Consumables
Academy Awards Special: Chris Rock Gets Muzzled
By Tim Grierson
Feb 28, 2005

Two questions existed before this year's Academy Awards: (1) Who would win Best Picture?; and (2) How would Chris Rock do? Clint Eastwood's vaguely overrated boxing drama is the first answer. The second one takes a little longer.

The 77th Annual Academy Awards (Feb. 27, ABC)

Well, at least it wasn't offensive. Chris Rock's opening monologue straddled the line between the routine he wanted to do and the one he felt required to do. Anyone who's seen his standup recognized the trademark pacing, handheld microphone, jittery hand gestures, and, most importantly, repetition of central themes. (The guy stays on message like a politician.) Before the broadcast, he had sworn to shape his comedy for the people watching at home — and not to cater to the in-jokes of the movie business that the Kodak Theatre crowd alone would enjoy. I'm glad he didn't go for the easy Jack jokes or Jen-and-Brad stuff. But nonetheless you couldn't escape the general gingerliness of the show, the forced politeness of the proceedings. The almost four-hour broadcast had the same awkward air as when you meet your girlfriend's parents for the first time. You try to be on your best behavior so badly you barely feel like yourself, as if you're trying to be somebody more neutered and homogenized than who you really are. It's the sign of the times, I'm told — we have to be careful not to offend anymore, and we sure as hell can't say anything controversial. Chris Rock did the best he could in such stifling conditions, but honestly the ideal 21st century Oscar host is Steve Martin, he of the dignified appearance and sneaky mind. Rock merely proved that one of the funniest guys in America can't make a dent in a culture obsessed with how bad for us Hollywood is. After the telecast, as if operating in some other reality where the laws of nature do not apply, Barbara Walters did her annual post-Oscar special, where she asked Desperate Housewives' Teri Hatcher how long it's been since she had sex. I'm sure there will be no complaints, no postings on the Drudge Report, about that. I just don't get it. I just don't get it.

| SHORT TASK 1 |
Reproduce the records exactly, starting at the line that contains "Point to the front tire." and continuing through the final line of the records.

[Pointing dataset excerpts]
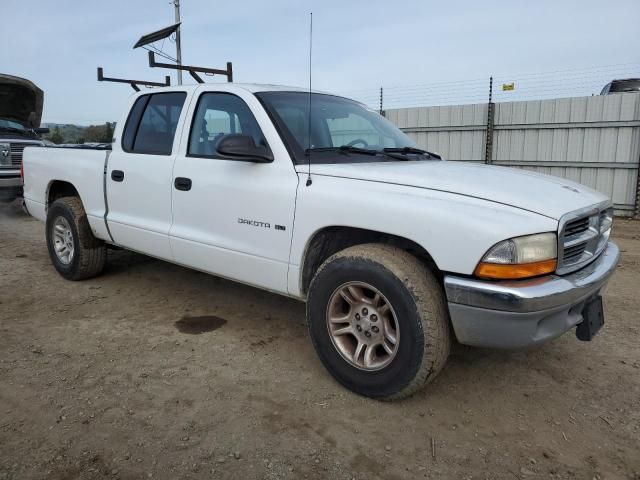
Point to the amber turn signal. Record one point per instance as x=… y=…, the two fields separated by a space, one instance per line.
x=496 y=271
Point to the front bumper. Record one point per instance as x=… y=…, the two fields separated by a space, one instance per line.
x=516 y=314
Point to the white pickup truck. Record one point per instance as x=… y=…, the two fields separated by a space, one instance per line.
x=396 y=252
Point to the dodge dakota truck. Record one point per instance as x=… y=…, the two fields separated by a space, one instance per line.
x=396 y=252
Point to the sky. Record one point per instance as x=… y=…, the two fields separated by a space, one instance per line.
x=420 y=51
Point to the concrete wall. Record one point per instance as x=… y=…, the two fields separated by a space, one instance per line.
x=592 y=140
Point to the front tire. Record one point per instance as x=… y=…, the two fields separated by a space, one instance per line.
x=75 y=253
x=378 y=321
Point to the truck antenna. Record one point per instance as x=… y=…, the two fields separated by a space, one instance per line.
x=309 y=181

| SHORT TASK 2 |
Write out the entire review of the Academy Awards broadcast word for word.

| CORRECT OUTPUT 1 |
Point to the front tire. Record one point per instance as x=… y=…, the two fields separated by a space, one instance per line.
x=75 y=253
x=378 y=321
Point to the truck antenna. Record one point per instance as x=… y=…, the two fields separated by a space, one instance per line.
x=309 y=181

| CORRECT OUTPUT 2 |
Consumables
Academy Awards Special: Chris Rock Gets Muzzled
By Tim Grierson
Feb 28, 2005

Two questions existed before this year's Academy Awards: (1) Who would win Best Picture?; and (2) How would Chris Rock do? Clint Eastwood's vaguely overrated boxing drama is the first answer. The second one takes a little longer.

The 77th Annual Academy Awards (Feb. 27, ABC)

Well, at least it wasn't offensive. Chris Rock's opening monologue straddled the line between the routine he wanted to do and the one he felt required to do. Anyone who's seen his standup recognized the trademark pacing, handheld microphone, jittery hand gestures, and, most importantly, repetition of central themes. (The guy stays on message like a politician.) Before the broadcast, he had sworn to shape his comedy for the people watching at home — and not to cater to the in-jokes of the movie business that the Kodak Theatre crowd alone would enjoy. I'm glad he didn't go for the easy Jack jokes or Jen-and-Brad stuff. But nonetheless you couldn't escape the general gingerliness of the show, the forced politeness of the proceedings. The almost four-hour broadcast had the same awkward air as when you meet your girlfriend's parents for the first time. You try to be on your best behavior so badly you barely feel like yourself, as if you're trying to be somebody more neutered and homogenized than who you really are. It's the sign of the times, I'm told — we have to be careful not to offend anymore, and we sure as hell can't say anything controversial. Chris Rock did the best he could in such stifling conditions, but honestly the ideal 21st century Oscar host is Steve Martin, he of the dignified appearance and sneaky mind. Rock merely proved that one of the funniest guys in America can't make a dent in a culture obsessed with how bad for us Hollywood is. After the telecast, as if operating in some other reality where the laws of nature do not apply, Barbara Walters did her annual post-Oscar special, where she asked Desperate Housewives' Teri Hatcher how long it's been since she had sex. I'm sure there will be no complaints, no postings on the Drudge Report, about that. I just don't get it. I just don't get it.